[Saved data entries]

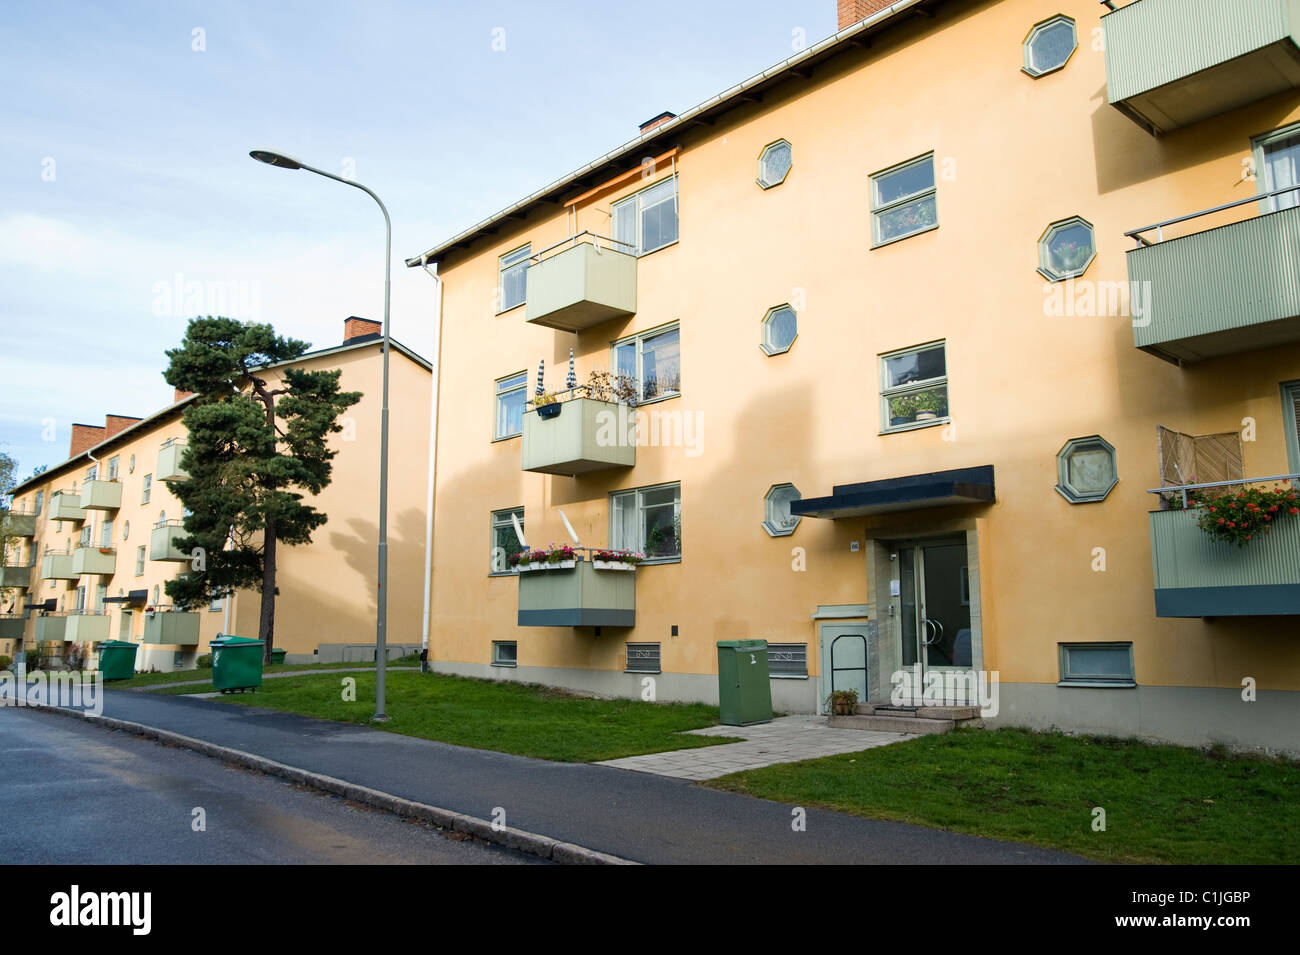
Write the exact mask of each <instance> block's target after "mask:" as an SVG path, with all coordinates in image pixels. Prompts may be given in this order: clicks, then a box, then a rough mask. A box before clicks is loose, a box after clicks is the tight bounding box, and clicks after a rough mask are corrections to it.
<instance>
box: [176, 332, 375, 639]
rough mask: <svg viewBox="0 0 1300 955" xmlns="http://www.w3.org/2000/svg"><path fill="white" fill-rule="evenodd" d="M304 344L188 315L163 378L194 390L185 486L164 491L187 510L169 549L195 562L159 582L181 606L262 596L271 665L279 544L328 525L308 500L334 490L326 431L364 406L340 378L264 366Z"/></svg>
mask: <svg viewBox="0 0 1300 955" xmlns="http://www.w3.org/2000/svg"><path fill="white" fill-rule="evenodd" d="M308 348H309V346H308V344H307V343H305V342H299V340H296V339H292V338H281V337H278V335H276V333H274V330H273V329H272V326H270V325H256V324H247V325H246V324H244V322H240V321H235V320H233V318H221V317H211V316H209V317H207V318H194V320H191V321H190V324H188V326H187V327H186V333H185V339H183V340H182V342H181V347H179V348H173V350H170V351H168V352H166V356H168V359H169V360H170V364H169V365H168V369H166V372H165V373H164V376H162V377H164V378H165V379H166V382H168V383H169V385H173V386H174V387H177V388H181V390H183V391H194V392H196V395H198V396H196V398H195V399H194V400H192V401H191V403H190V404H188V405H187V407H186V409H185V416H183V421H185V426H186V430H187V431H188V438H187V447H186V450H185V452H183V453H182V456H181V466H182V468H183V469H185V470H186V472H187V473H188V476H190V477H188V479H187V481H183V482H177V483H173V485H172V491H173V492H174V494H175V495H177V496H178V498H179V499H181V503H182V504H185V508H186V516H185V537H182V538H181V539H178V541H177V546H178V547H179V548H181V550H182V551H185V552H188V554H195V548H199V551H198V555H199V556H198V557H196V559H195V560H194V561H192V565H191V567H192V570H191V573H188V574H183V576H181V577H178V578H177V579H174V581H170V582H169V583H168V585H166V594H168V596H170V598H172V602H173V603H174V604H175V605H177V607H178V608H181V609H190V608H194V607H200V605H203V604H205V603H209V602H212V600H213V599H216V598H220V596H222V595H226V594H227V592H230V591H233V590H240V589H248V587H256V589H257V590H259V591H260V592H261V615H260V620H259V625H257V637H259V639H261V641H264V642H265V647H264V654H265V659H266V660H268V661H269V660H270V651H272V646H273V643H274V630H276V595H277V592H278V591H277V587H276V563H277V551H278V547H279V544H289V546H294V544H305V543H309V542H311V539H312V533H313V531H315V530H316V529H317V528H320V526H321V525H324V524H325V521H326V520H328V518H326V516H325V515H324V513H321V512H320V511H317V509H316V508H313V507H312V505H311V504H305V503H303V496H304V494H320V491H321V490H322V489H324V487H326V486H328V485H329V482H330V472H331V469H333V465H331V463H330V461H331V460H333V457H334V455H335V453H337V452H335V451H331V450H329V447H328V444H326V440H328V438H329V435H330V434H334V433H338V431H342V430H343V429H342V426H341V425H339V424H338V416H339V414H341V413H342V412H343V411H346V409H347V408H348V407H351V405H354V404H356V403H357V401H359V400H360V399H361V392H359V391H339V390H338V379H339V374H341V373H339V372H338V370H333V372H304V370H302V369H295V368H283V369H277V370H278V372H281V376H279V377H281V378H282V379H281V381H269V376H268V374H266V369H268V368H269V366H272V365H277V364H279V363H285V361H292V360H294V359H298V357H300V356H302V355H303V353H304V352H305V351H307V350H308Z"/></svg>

Goal of the exercise
Copy every line of the data above in which the string "instance" appears.

Answer area
Write the exact mask of each <instance> block's target after "mask:" as an SVG path, with all coordinates in image pixels. Prompts may be given in this order: clicks, then a box, then a rough mask. A box before clicks is loose, a box after clicks is the tight bounding box, and clicks after a rough mask are corrections to it.
<instance>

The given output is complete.